Source data:
---+---
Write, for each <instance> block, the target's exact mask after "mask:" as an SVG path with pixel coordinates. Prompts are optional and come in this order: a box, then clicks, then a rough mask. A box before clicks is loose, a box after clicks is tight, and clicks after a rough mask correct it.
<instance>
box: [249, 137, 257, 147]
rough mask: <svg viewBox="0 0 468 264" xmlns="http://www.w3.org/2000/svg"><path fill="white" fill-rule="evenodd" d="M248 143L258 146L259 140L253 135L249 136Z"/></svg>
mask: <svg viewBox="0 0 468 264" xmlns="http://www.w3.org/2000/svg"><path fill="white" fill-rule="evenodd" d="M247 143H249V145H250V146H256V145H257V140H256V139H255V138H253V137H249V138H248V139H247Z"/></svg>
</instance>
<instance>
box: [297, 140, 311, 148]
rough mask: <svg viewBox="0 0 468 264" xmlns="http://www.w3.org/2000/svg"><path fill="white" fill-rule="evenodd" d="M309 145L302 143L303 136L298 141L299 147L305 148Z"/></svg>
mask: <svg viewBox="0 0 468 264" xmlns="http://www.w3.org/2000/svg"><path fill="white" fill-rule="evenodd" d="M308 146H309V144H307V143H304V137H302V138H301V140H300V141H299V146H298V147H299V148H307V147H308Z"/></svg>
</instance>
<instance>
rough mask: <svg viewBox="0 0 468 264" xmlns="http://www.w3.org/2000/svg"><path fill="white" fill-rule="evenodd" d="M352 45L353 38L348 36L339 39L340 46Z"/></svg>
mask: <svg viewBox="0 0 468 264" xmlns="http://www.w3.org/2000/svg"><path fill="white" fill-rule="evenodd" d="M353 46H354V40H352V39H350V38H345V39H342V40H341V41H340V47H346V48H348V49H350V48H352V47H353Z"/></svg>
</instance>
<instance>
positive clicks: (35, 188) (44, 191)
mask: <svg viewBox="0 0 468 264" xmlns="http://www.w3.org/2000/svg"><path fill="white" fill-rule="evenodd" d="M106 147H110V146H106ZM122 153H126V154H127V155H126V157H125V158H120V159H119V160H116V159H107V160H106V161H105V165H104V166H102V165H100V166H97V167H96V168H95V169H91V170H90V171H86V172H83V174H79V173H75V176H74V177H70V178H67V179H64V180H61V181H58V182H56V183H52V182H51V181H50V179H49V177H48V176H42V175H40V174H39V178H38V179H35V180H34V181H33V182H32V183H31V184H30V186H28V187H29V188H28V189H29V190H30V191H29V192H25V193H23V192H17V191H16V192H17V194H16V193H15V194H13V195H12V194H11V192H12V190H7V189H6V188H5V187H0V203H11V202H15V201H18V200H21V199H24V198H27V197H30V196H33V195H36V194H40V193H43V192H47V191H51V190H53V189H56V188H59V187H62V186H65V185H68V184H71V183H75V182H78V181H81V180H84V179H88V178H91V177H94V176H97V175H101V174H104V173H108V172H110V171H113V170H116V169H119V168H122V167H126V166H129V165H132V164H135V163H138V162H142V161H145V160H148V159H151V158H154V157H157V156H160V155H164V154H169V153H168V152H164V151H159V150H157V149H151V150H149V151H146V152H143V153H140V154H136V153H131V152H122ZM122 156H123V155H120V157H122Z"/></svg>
---+---
_The problem_
Restate the records, all of them, precisely as written.

_Answer below_
Write, for each <instance> block, the target's exact mask after "mask:" as an SVG path with pixel coordinates. Prompts are optional and come in this order: a box, then clicks, then a rough mask. A box before clicks is loose, a box after clicks is tight, and clicks after a rough mask correct it.
<instance>
box: [249, 137, 257, 147]
rough mask: <svg viewBox="0 0 468 264" xmlns="http://www.w3.org/2000/svg"><path fill="white" fill-rule="evenodd" d="M248 143L258 146L259 140L253 135L249 136Z"/></svg>
mask: <svg viewBox="0 0 468 264" xmlns="http://www.w3.org/2000/svg"><path fill="white" fill-rule="evenodd" d="M247 143H249V145H250V146H256V145H257V140H256V139H255V138H253V137H249V138H248V139H247Z"/></svg>
</instance>
<instance>
box: [297, 140, 311, 148]
rough mask: <svg viewBox="0 0 468 264" xmlns="http://www.w3.org/2000/svg"><path fill="white" fill-rule="evenodd" d="M309 145L302 143L303 136L298 141L299 147L305 148Z"/></svg>
mask: <svg viewBox="0 0 468 264" xmlns="http://www.w3.org/2000/svg"><path fill="white" fill-rule="evenodd" d="M308 146H309V144H307V143H304V137H302V138H301V140H300V141H299V146H298V147H299V148H307V147H308Z"/></svg>
</instance>
<instance>
rough mask: <svg viewBox="0 0 468 264" xmlns="http://www.w3.org/2000/svg"><path fill="white" fill-rule="evenodd" d="M352 45L353 38L348 36L339 39L340 46Z"/></svg>
mask: <svg viewBox="0 0 468 264" xmlns="http://www.w3.org/2000/svg"><path fill="white" fill-rule="evenodd" d="M353 46H354V40H352V39H350V38H345V39H342V40H341V41H340V47H346V48H348V49H350V48H352V47H353Z"/></svg>
</instance>
<instance>
positive clicks: (35, 188) (44, 191)
mask: <svg viewBox="0 0 468 264" xmlns="http://www.w3.org/2000/svg"><path fill="white" fill-rule="evenodd" d="M106 147H110V146H106ZM122 153H126V154H127V155H126V157H125V158H120V159H119V160H116V159H107V160H106V161H105V165H104V166H102V165H100V166H97V167H96V168H95V169H91V170H90V171H86V172H83V174H79V173H75V176H74V177H70V178H67V179H64V180H61V181H58V182H56V183H52V182H51V181H50V179H49V177H48V176H42V175H40V174H39V178H38V179H35V180H34V181H33V182H32V183H31V184H30V186H28V187H29V188H28V189H29V190H30V191H29V192H25V193H23V192H17V191H16V192H17V194H16V193H15V194H13V195H12V194H11V192H12V190H7V189H6V188H5V187H0V203H11V202H15V201H18V200H21V199H24V198H27V197H30V196H33V195H36V194H40V193H43V192H47V191H51V190H53V189H56V188H59V187H62V186H65V185H68V184H71V183H75V182H78V181H81V180H84V179H88V178H91V177H94V176H97V175H101V174H104V173H108V172H110V171H113V170H116V169H119V168H122V167H126V166H129V165H132V164H135V163H138V162H142V161H145V160H148V159H151V158H154V157H157V156H160V155H164V154H169V153H168V152H164V151H159V150H157V149H151V150H149V151H146V152H143V153H140V154H136V153H131V152H122ZM122 156H123V155H120V157H122Z"/></svg>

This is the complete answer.